__Text__
━━━

Several methods have been proposed using automatic textual analysis to model viewpoints quantitatively, as points on a spectrum or vector space, rather than as a set of categories. Earlier attempts relied on selecting representative texts that distinctly express each viewpoint and measuring documents’ similarity to features learned from these texts (Gentzkiow & Shapiro, 2010; Sim et al., 2013). Wong et al. (2016) combined textual and interactional features by first categorically tagging tweets for political viewpoints based on entity mentions and sentiment, and then calculating quantitative political leaning scores for prominent Twitter users based on the distribution of viewpoints among users who retweet them, thus placing them on a spectrum between the two original categories. Shukla and Unger (2022) added political party and year features to word embedding vectors learned from political speeches, creating temporal party embeddings in a semantic vector space. Lotan and Minkov (2023) applied a method similar to word embeddings but based on interactional parameters to learn entity embeddings of Twitter users based on co-follow relations. The authors assessed the political leaning of news sources by comparing each source’s embeddings to those of anchor accounts representing political poles, positioning news source accounts on a spectrum from most Republican to most Democrats.

━━━

__Dataset__
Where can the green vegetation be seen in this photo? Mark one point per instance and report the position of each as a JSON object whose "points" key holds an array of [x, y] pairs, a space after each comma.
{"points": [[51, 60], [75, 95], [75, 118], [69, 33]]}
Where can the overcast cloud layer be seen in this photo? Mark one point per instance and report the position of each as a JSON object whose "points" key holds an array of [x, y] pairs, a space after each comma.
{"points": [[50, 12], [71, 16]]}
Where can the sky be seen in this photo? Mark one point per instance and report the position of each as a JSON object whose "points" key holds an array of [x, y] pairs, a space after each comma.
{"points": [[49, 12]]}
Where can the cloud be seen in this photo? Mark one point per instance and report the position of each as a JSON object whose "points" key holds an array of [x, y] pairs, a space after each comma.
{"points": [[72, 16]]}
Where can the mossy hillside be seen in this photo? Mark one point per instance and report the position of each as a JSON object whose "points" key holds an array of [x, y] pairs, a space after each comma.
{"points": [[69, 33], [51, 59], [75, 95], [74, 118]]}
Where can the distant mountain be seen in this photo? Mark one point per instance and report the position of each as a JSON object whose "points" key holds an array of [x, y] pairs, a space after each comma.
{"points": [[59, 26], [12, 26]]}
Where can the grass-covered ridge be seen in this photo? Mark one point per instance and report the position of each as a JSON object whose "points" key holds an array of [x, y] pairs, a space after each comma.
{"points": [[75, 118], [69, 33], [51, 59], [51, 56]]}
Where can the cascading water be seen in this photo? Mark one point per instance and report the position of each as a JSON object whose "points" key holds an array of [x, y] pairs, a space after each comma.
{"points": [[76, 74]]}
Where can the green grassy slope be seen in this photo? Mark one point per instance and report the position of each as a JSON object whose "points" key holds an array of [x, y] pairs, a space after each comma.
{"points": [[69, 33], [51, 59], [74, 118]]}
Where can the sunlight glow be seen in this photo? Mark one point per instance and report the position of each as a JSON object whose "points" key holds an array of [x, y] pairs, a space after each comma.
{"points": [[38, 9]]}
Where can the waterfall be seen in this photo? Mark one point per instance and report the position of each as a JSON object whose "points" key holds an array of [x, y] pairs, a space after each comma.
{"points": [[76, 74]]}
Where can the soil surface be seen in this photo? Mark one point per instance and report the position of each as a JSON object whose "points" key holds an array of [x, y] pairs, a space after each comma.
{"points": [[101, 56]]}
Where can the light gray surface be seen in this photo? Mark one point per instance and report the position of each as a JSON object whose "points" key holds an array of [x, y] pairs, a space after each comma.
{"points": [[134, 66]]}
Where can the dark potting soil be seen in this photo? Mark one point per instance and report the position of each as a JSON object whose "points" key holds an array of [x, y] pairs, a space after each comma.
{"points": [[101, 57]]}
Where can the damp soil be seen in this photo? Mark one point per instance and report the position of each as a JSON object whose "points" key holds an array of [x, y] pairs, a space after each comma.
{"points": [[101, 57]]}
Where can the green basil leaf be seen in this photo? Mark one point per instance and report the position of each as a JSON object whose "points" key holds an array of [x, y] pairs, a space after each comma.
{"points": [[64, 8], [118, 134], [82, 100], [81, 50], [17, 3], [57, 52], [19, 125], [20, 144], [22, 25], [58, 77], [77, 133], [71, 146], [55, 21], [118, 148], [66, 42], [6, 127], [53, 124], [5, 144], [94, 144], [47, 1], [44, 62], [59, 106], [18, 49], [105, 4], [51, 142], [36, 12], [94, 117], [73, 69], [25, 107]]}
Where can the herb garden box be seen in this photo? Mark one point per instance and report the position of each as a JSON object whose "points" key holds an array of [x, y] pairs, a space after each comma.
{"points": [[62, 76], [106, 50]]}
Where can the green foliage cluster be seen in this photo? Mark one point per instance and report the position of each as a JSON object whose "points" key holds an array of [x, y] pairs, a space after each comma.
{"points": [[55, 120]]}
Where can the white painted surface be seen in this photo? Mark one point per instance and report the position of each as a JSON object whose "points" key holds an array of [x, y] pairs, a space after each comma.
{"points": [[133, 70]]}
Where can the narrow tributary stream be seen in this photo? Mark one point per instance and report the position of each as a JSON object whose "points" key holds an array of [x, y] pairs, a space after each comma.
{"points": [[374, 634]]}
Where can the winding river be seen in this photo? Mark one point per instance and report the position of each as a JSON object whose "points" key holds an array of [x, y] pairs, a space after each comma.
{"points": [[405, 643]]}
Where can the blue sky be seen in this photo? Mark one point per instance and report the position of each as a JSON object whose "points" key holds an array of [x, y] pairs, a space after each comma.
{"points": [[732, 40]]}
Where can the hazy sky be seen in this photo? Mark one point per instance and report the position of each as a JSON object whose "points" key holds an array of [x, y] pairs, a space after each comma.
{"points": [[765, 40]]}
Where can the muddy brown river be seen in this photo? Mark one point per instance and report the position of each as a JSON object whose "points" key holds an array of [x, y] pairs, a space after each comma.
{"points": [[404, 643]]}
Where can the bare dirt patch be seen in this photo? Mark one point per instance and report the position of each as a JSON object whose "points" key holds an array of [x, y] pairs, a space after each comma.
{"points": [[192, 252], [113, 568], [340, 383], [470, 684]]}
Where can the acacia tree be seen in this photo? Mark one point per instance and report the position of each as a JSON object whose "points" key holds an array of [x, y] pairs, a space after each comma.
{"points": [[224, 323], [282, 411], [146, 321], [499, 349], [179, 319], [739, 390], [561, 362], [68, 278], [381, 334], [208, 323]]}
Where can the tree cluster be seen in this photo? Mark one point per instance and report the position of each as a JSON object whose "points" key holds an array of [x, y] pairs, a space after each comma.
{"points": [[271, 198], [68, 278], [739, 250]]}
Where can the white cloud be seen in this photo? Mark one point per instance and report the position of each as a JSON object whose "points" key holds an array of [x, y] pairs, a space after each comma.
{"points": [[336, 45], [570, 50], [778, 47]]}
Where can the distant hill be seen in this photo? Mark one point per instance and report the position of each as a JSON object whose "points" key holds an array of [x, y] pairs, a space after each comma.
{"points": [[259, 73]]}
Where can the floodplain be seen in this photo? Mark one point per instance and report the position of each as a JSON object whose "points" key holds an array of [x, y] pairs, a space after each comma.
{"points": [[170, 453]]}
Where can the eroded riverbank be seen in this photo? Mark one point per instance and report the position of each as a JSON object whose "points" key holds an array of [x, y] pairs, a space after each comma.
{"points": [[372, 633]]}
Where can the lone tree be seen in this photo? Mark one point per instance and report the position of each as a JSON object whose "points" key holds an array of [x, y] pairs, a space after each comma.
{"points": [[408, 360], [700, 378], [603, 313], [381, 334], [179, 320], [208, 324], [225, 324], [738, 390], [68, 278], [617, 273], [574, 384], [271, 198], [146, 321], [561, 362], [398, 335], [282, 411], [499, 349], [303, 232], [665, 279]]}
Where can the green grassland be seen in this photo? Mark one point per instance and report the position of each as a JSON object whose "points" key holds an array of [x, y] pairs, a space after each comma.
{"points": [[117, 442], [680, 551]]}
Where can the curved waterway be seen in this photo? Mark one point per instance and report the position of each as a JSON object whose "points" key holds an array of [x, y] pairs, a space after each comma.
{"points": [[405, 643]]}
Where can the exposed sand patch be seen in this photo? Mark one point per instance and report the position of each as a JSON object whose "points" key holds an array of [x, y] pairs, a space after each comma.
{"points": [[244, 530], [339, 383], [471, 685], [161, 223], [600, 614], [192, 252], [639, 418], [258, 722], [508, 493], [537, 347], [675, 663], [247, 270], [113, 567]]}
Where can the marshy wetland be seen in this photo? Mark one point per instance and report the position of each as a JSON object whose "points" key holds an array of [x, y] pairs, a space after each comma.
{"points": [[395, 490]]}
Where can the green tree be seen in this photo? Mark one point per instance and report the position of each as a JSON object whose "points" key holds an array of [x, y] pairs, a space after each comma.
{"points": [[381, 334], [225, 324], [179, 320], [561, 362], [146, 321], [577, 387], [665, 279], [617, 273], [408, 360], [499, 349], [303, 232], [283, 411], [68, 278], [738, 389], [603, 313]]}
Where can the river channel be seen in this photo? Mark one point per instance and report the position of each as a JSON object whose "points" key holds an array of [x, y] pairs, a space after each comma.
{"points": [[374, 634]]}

━━━

Which works does the passage on viewpoint modeling cite? List each one with its year. This material comes from a different source than the passage on viewpoint modeling.

__The output__
- Gentzkiow & Shapiro, 2010
- Sim et al., 2013
- Wong et al., 2016
- Shukla and Unger, 2022
- Lotan and Minkov, 2023